-------- WORKING DATA

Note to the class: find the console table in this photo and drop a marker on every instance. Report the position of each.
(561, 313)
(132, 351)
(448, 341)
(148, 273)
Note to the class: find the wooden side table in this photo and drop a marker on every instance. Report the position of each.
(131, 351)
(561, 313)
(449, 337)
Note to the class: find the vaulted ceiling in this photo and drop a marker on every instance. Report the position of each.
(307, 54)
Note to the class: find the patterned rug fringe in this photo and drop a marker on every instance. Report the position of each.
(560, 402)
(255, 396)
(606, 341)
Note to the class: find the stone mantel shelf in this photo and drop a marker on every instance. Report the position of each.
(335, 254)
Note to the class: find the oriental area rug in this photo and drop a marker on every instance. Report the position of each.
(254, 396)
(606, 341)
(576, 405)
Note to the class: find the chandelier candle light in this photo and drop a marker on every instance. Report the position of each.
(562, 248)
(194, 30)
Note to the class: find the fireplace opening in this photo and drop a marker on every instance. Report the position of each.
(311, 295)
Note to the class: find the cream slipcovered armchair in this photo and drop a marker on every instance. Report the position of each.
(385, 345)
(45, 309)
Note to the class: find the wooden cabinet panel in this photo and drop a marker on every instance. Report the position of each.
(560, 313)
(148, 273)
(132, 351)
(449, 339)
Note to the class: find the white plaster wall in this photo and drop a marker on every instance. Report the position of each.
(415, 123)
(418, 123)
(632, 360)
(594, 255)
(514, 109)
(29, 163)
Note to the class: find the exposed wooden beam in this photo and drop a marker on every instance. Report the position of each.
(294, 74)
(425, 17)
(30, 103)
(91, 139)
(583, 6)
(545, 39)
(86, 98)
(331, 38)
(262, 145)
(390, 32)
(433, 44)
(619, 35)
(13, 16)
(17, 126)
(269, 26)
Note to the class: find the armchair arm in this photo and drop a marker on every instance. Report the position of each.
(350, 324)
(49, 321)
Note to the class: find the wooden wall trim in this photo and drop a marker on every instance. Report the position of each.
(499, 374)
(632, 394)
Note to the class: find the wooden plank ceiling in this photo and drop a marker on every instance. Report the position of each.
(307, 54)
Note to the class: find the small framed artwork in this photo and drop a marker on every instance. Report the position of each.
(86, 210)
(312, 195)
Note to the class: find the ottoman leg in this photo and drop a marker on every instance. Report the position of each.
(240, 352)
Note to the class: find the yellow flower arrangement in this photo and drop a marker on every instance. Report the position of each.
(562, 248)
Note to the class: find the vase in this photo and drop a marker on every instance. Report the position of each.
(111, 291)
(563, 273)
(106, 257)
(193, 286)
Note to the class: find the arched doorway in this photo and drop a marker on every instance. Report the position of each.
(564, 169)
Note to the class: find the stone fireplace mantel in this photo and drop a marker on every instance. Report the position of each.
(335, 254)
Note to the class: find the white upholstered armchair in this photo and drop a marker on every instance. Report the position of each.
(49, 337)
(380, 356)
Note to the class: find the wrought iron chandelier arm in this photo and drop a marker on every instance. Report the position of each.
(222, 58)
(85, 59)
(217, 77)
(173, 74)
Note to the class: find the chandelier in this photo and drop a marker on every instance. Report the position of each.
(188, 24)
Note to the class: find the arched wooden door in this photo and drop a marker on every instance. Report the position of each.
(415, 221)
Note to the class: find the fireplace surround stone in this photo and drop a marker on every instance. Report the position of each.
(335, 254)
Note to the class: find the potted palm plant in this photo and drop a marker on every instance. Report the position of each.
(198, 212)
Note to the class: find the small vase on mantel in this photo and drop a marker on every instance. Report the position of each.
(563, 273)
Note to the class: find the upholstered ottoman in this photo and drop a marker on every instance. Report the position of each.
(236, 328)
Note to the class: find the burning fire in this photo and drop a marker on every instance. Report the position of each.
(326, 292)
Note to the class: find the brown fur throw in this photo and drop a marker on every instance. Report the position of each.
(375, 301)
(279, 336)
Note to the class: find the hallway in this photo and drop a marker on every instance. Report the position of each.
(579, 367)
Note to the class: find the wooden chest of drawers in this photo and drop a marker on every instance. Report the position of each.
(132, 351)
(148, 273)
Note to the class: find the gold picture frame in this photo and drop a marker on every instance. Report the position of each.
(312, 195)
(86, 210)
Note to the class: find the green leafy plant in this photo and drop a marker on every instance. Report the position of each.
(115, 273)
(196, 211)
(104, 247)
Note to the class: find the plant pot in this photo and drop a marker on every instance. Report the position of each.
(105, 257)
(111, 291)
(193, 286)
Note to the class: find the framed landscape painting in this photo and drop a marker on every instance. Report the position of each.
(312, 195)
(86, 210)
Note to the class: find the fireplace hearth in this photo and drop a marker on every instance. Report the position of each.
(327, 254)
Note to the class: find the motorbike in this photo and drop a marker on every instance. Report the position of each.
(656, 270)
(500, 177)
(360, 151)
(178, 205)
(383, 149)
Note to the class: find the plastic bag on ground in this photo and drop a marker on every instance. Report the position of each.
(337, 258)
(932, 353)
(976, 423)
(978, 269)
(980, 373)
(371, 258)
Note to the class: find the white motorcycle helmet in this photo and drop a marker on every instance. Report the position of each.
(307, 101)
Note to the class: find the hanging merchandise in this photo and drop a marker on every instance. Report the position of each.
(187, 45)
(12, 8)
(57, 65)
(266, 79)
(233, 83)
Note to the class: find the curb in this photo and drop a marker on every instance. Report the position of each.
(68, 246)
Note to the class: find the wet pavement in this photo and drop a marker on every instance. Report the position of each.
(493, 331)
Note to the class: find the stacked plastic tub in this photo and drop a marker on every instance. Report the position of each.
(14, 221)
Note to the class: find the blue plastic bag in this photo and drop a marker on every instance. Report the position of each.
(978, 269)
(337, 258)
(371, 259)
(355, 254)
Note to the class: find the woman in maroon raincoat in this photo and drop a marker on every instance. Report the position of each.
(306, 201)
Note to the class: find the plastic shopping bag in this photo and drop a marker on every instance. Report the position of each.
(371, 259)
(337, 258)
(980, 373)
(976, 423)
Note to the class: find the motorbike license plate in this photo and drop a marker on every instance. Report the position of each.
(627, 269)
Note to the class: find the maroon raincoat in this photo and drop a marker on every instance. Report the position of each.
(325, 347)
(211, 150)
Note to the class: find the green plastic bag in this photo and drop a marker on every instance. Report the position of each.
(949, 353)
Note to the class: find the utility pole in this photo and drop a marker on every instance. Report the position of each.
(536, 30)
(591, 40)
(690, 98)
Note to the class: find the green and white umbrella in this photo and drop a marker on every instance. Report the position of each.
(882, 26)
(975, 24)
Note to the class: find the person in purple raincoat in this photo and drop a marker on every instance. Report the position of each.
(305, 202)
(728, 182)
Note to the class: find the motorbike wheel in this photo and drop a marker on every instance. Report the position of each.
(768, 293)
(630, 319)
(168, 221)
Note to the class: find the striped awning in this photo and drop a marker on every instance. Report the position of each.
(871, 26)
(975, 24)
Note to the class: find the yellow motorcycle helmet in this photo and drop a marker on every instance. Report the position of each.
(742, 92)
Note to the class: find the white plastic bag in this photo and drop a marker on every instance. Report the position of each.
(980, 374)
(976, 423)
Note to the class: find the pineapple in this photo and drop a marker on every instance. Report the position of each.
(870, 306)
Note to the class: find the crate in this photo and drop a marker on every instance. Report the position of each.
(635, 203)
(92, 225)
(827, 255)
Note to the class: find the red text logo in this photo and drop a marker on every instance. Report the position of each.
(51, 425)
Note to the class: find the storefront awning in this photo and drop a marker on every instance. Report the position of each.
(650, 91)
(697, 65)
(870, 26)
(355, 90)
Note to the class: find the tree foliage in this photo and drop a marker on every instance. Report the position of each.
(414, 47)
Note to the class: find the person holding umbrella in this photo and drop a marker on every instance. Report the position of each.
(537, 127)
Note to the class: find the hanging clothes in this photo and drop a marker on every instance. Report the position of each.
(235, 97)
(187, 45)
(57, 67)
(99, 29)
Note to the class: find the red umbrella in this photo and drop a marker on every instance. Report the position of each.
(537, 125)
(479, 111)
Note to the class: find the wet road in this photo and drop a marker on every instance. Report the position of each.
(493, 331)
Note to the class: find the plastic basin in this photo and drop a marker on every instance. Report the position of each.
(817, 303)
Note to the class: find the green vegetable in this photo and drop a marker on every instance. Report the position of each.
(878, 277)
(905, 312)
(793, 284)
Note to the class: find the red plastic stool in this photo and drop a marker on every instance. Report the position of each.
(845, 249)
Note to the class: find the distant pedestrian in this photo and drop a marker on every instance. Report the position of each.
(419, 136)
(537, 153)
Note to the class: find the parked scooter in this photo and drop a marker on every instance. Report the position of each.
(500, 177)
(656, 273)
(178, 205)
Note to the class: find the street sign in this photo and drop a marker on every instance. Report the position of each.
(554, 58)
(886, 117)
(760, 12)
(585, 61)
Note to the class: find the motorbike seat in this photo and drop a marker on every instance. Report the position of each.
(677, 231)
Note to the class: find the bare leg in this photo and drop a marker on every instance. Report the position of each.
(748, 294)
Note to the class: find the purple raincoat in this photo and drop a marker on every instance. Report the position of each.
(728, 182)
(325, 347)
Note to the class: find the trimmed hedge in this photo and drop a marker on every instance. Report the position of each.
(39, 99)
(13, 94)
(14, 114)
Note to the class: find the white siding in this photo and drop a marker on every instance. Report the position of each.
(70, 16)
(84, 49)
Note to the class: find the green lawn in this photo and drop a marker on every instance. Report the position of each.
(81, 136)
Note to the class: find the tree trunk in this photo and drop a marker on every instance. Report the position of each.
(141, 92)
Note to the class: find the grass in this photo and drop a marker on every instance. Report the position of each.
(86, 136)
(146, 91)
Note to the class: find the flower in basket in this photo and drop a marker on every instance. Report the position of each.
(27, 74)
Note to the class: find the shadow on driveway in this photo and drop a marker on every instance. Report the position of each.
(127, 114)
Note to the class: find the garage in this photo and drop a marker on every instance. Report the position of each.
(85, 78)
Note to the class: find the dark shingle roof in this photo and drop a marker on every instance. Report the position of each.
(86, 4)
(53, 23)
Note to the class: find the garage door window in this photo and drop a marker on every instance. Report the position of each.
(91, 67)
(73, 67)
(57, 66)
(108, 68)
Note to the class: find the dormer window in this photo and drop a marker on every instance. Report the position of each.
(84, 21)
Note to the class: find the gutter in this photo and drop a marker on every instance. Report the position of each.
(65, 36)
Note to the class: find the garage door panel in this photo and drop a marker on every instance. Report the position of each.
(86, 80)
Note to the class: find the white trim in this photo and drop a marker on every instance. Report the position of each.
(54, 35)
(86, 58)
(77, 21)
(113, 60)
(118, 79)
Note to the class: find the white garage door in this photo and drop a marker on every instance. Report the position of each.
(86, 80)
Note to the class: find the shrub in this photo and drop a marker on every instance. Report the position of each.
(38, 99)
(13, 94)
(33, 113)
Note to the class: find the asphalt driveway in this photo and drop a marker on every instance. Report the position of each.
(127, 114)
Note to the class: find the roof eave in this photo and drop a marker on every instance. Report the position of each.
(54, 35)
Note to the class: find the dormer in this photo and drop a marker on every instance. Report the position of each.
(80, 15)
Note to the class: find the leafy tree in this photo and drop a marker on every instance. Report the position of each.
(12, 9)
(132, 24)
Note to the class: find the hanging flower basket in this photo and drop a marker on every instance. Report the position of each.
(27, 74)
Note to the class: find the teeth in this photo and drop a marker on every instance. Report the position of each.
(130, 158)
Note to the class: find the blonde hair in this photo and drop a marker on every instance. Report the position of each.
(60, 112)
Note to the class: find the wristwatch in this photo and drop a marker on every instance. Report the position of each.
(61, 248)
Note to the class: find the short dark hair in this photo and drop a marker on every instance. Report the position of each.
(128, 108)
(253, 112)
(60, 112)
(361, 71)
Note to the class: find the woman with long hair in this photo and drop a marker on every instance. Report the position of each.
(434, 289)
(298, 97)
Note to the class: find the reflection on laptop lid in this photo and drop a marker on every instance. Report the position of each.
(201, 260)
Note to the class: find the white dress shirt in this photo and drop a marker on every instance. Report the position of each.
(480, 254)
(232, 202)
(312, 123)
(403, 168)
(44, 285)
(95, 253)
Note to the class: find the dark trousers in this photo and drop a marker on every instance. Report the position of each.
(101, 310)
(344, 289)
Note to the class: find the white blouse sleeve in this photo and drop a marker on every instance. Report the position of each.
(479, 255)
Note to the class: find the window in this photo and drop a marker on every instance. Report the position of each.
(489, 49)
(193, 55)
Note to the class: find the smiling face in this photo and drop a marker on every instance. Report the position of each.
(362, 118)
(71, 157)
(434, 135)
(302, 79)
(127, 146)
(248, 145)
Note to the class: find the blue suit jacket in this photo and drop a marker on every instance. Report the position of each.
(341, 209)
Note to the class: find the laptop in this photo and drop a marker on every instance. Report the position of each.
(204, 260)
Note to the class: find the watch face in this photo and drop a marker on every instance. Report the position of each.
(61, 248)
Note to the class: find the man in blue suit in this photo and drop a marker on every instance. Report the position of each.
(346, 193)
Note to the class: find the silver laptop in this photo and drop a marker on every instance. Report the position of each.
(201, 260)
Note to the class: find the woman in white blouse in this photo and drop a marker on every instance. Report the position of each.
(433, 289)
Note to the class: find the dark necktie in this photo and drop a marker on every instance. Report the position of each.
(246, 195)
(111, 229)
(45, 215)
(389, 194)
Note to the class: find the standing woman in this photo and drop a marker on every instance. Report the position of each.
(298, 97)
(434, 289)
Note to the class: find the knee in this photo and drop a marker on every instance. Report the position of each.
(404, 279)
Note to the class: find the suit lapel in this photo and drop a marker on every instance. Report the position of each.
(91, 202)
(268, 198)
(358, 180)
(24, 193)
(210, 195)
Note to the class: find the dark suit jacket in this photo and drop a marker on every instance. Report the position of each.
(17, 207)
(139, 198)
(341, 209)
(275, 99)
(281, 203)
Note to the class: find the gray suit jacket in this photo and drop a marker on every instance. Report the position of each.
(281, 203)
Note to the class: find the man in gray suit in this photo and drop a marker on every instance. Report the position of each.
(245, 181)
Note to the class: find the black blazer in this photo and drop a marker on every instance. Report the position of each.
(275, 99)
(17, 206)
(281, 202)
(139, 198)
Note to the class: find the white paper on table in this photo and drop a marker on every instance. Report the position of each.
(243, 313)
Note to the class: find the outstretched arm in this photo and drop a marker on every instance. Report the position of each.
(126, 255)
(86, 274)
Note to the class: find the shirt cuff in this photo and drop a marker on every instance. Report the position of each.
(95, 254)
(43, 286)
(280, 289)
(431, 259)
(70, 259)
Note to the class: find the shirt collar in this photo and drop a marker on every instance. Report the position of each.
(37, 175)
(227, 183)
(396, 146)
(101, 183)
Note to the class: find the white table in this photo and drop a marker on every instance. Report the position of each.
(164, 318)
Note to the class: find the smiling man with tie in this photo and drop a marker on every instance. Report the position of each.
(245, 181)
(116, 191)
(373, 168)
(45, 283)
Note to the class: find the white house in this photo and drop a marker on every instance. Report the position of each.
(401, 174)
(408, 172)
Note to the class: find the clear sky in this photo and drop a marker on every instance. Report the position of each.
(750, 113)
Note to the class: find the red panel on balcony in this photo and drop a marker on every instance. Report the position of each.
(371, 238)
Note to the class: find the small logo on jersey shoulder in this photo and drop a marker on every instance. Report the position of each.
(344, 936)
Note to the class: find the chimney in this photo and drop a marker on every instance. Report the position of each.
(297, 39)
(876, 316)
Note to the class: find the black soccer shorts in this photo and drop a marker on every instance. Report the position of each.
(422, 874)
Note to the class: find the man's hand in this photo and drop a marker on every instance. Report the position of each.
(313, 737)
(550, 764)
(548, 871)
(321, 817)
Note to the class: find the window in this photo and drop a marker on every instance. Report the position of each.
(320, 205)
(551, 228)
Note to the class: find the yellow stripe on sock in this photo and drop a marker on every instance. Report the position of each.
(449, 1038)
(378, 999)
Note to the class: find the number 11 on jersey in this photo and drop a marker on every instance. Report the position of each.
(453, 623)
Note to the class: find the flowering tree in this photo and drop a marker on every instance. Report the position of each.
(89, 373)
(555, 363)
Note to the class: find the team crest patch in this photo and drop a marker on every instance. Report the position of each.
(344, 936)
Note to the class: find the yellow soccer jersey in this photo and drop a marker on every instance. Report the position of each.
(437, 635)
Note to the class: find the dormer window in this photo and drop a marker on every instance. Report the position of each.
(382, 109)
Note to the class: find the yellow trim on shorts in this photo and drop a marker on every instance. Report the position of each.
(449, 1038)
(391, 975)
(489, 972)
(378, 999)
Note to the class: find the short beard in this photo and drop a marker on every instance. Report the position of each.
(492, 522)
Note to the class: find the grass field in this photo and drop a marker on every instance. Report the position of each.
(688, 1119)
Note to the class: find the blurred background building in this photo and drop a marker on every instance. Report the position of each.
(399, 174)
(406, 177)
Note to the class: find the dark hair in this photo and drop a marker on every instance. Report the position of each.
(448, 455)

----------------

> [EXERCISE]: Quote, without any change, each line from the one that contains "Note to the class: find the flowering" through the end of the material.

> [TASK ANSWER]:
Note to the class: find the flowering tree in this photo and drop a marker on every instance. Report the position of each.
(89, 373)
(555, 363)
Note to the class: find the team crest patch in this photo and drop a marker on every instance. Report the position of each.
(344, 936)
Note to the class: find the yellow soccer jersey in this photo and drop a marker on every instance. Report the position of each.
(437, 635)
Note to the class: find the dormer window in this photo and drop a marker on every instance. Report the position of each.
(382, 109)
Note to the class: find the yellow trim on shorts in this photo and drop a marker on every instance. Report the position of each.
(449, 1038)
(391, 975)
(489, 972)
(378, 999)
Note to the class: find the short beard in this photo and drop a marker on every instance. Report the position of each.
(492, 522)
Note to the class: find the grass field in this photo and drop a marker on every instance. Report the position of each.
(688, 1119)
Note to the class: find the blurred background building in this photo and drop a marker on every instance. Report the position of each.
(399, 174)
(406, 177)
Note to the class: find the dark hair in this photo and drop a marker on every instance. Report the position of each.
(448, 455)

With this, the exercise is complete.